Summertime heat in the Midwest can be for cattle. Extremely hot days with glaring sun are only made bearable by blowing breeze and the welcome cover of shade from nearby trees.
Different livestock animals possess unique features to help them survive and adapt to different environment. Cattle are no exception. But there are a few things we can do to make them a little more comfortable.
What kind of weather combination is so hard on cattle? Is it the sun and high temperatures that beats them down or is it high humidity?
It’s actually a combination of both.
Dry, 95 degree F heat, for example, is unpleasant but not unbearable. But it’s when that 95 degree F day is coupled with 80 percent humidity that lasts for a majority of the day that animals can become overloaded.
In The Cattle Health Handbook, author Heather Thomas notes that any air temperature above 80 degrees F can cause heat stress when paired with 75 percent humidity. (That is, if it stays above 80 degrees F 24 hours a day, even through the night.)
During High Heat, Look for These Signs in Your Cattle
So how do you know if an animal has overheated?

────────

■ **TASK SET**:
1) Summarize the text on heat stress in cattle in two sentences.
2) According to the text on heat stress in cattle, what level of humidity turns a 95-degree F day into one that can overload animals?
The items that come next are taken from a different source than the text.

────────

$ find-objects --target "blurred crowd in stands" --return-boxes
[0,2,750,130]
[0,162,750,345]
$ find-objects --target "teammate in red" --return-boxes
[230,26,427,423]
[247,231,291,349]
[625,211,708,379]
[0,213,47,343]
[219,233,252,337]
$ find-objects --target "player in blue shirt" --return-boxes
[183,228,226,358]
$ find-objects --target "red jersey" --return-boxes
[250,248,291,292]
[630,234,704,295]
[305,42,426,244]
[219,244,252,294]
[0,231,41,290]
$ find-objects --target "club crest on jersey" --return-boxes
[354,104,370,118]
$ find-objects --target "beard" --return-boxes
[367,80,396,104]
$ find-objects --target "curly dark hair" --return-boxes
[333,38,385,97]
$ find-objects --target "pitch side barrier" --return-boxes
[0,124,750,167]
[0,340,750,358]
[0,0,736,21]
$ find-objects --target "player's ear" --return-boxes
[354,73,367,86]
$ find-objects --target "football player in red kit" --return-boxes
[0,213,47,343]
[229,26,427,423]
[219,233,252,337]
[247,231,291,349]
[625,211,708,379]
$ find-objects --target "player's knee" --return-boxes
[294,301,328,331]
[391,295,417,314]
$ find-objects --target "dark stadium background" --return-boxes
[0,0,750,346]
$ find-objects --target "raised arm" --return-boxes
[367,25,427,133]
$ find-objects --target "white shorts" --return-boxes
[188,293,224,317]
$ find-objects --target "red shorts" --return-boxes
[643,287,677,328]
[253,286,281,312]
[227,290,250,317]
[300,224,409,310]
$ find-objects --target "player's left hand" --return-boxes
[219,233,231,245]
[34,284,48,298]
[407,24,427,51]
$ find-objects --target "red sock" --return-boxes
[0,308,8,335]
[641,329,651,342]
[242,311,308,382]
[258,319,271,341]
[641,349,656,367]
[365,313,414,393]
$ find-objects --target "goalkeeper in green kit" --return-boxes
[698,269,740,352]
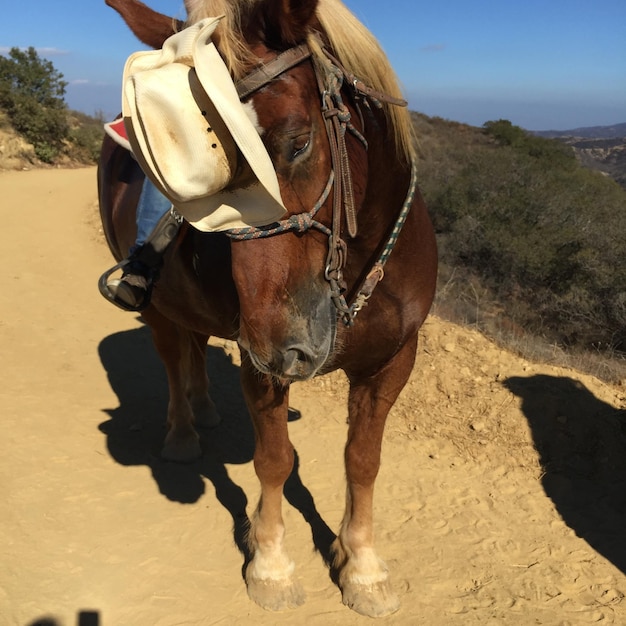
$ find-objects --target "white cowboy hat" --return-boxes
[122,17,286,231]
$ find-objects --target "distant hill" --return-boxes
[532,122,626,139]
[533,123,626,189]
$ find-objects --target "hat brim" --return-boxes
[122,18,286,232]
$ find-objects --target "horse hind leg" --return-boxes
[332,338,417,617]
[143,307,218,463]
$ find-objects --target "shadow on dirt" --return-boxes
[504,375,626,573]
[98,326,335,567]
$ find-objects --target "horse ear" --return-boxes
[105,0,184,49]
[262,0,318,48]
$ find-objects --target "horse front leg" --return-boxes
[142,307,213,463]
[241,353,304,611]
[333,337,417,617]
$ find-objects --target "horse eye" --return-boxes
[291,134,311,161]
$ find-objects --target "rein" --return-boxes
[225,44,417,326]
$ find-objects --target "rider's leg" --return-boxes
[107,178,179,311]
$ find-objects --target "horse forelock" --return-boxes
[185,0,415,162]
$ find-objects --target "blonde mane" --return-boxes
[185,0,415,162]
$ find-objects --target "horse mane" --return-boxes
[185,0,415,162]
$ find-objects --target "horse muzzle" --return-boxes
[239,301,337,382]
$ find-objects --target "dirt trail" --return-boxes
[0,168,626,626]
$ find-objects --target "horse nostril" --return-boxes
[282,346,314,376]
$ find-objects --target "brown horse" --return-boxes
[99,0,437,616]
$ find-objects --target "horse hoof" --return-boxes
[341,580,400,617]
[191,399,222,428]
[246,578,305,611]
[161,435,202,463]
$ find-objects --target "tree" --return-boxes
[0,47,69,162]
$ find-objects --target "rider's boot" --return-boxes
[99,211,182,311]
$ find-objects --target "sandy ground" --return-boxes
[0,168,626,626]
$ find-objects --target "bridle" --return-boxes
[225,44,417,326]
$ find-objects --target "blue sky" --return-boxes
[0,0,626,130]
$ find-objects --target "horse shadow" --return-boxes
[504,375,626,573]
[98,326,335,571]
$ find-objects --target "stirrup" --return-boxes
[98,258,153,313]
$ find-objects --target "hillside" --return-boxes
[532,122,626,139]
[534,123,626,189]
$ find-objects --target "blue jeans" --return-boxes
[130,176,172,254]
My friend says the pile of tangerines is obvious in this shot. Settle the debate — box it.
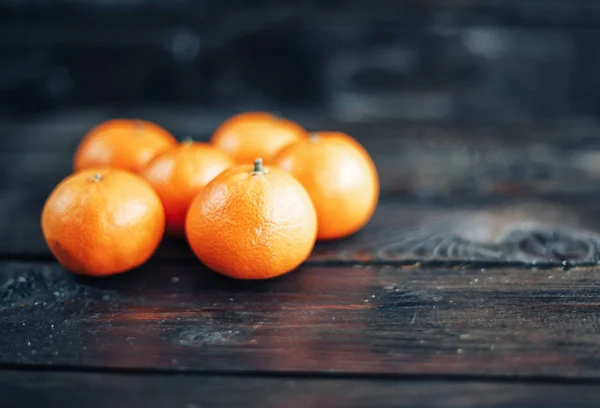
[42,112,379,279]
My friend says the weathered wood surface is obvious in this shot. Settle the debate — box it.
[0,371,600,408]
[0,111,600,408]
[5,115,600,199]
[0,115,600,266]
[0,191,600,267]
[0,262,600,379]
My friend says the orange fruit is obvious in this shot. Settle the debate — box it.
[275,132,379,240]
[73,119,177,173]
[185,159,317,279]
[42,169,165,276]
[211,112,308,164]
[141,141,233,237]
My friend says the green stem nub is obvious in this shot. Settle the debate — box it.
[252,157,264,173]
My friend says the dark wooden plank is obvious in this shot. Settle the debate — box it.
[0,371,600,408]
[0,190,600,267]
[0,262,600,379]
[5,116,600,197]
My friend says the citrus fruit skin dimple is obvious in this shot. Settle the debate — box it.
[73,119,177,173]
[186,159,317,279]
[211,112,308,165]
[42,169,165,277]
[141,142,233,237]
[275,132,379,240]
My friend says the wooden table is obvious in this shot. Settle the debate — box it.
[0,110,600,408]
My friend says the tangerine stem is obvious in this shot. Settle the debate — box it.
[252,157,264,173]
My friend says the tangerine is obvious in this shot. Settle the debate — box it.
[42,169,165,277]
[185,159,317,279]
[73,119,177,173]
[211,112,308,164]
[275,132,379,240]
[141,141,233,237]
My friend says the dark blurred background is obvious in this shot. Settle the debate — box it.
[0,0,600,122]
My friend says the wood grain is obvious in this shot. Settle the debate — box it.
[0,186,600,267]
[0,371,600,408]
[0,115,600,198]
[0,262,600,379]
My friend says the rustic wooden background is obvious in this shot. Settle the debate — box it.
[0,0,600,408]
[0,109,600,408]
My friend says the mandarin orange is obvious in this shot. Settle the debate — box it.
[275,132,379,240]
[186,159,317,279]
[42,169,165,276]
[141,141,233,237]
[73,119,177,173]
[211,112,308,164]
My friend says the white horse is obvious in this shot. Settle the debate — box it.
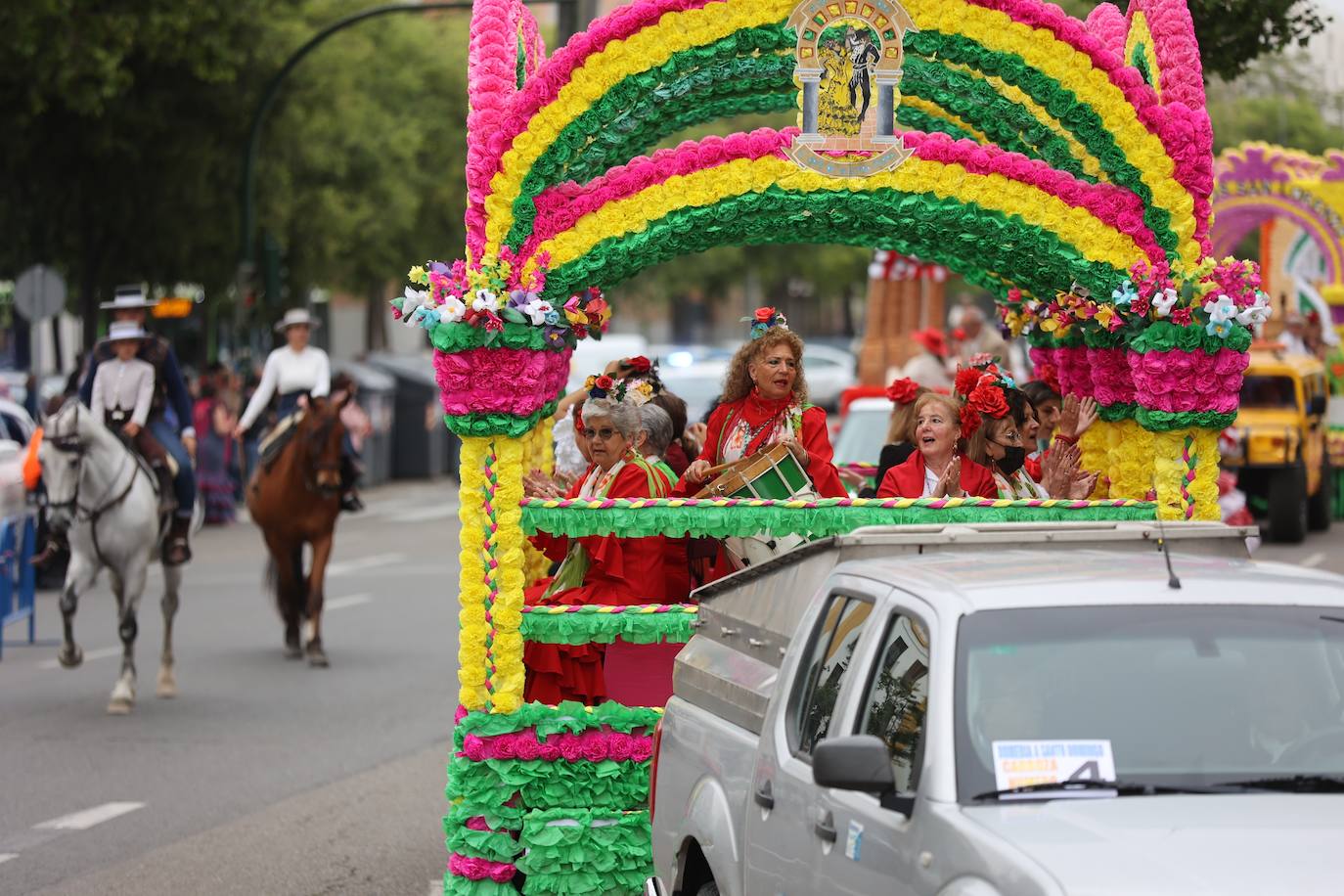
[37,400,181,715]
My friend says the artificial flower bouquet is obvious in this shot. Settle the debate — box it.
[392,252,611,436]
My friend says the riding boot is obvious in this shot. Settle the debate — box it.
[162,515,191,567]
[28,532,69,567]
[154,464,177,515]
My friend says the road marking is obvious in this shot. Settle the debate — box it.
[33,803,145,830]
[323,594,374,612]
[37,648,121,669]
[327,554,406,575]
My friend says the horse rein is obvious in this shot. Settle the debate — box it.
[47,413,140,567]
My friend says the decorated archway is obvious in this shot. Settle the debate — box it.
[394,0,1268,895]
[1211,144,1344,327]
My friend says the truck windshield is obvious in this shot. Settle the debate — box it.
[1242,375,1297,410]
[956,605,1344,802]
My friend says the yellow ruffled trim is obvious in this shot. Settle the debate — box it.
[457,436,489,712]
[903,0,1201,266]
[485,0,797,255]
[540,156,1143,270]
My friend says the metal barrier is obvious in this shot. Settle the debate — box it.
[0,515,37,658]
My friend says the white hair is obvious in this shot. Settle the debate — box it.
[583,398,640,442]
[640,404,672,457]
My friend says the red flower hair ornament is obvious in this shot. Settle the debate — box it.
[887,377,919,404]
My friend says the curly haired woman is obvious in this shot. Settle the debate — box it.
[677,307,848,498]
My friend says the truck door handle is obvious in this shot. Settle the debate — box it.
[752,780,774,809]
[812,809,836,843]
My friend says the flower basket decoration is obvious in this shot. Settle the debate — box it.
[392,258,611,438]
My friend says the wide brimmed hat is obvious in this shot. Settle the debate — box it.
[276,307,323,334]
[98,287,158,312]
[910,327,948,357]
[108,321,145,342]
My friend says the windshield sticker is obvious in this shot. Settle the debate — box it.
[993,740,1115,796]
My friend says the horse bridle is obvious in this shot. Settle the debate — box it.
[46,414,140,529]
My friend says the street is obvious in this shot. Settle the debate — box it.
[0,479,457,896]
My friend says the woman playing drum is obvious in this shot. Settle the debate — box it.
[677,307,847,498]
[522,377,667,705]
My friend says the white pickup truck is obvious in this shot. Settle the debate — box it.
[646,522,1344,896]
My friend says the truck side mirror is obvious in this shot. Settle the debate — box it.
[812,735,896,795]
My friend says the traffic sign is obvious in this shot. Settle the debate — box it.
[14,265,66,323]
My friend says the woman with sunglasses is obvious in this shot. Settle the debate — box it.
[522,377,668,705]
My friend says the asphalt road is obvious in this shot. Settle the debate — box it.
[0,481,457,896]
[0,482,1344,896]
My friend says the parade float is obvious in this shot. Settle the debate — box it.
[394,0,1269,896]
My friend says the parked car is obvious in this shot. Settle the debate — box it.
[646,522,1344,896]
[834,396,891,465]
[802,342,858,411]
[1222,349,1334,543]
[660,360,729,424]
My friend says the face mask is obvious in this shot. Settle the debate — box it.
[999,445,1027,475]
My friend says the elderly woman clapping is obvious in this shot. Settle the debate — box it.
[522,377,667,705]
[877,392,999,498]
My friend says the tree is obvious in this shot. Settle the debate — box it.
[1059,0,1330,79]
[0,0,467,357]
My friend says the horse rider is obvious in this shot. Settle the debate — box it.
[234,307,364,512]
[71,287,197,565]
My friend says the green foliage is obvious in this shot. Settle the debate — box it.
[1057,0,1329,78]
[0,0,467,349]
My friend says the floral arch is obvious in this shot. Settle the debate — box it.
[394,0,1265,896]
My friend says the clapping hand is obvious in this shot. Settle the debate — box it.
[1059,395,1097,439]
[934,457,963,498]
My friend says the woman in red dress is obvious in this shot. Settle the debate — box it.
[676,307,848,498]
[877,392,999,498]
[522,377,667,705]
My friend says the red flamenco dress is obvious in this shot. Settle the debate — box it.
[675,388,849,498]
[522,456,667,705]
[672,388,848,583]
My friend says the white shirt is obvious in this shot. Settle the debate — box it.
[901,352,952,389]
[240,345,332,429]
[89,357,155,426]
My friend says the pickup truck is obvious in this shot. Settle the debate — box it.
[646,522,1344,896]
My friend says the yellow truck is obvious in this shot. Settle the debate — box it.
[1223,348,1334,543]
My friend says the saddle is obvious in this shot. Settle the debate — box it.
[256,408,304,471]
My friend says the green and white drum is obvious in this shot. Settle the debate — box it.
[696,442,817,569]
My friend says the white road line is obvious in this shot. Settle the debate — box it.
[323,594,374,612]
[327,554,406,575]
[33,803,145,830]
[37,648,121,669]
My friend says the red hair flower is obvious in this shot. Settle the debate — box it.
[887,377,919,404]
[953,367,980,395]
[961,404,980,439]
[966,384,1008,421]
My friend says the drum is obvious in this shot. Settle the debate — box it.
[694,442,817,569]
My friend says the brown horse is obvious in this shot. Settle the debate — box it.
[247,393,349,666]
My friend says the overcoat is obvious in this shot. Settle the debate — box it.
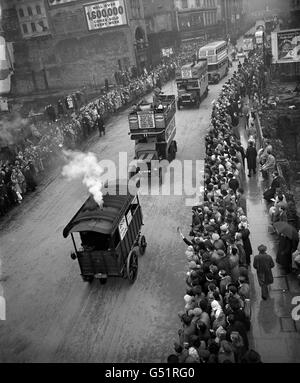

────────

■ **ANSWER SECTION**:
1) Hot weather is hardest on cattle when high temperatures combine with high humidity: dry 95-degree F heat is unpleasant but not unbearable, yet the same heat with 80 percent humidity lasting most of the day can overload animals. The Cattle Health Handbook notes that any air temperature above 80 degrees F paired with 75 percent humidity can cause heat stress if it stays above 80 degrees F around the clock.

2) 80 percent humidity lasting for a majority of the day.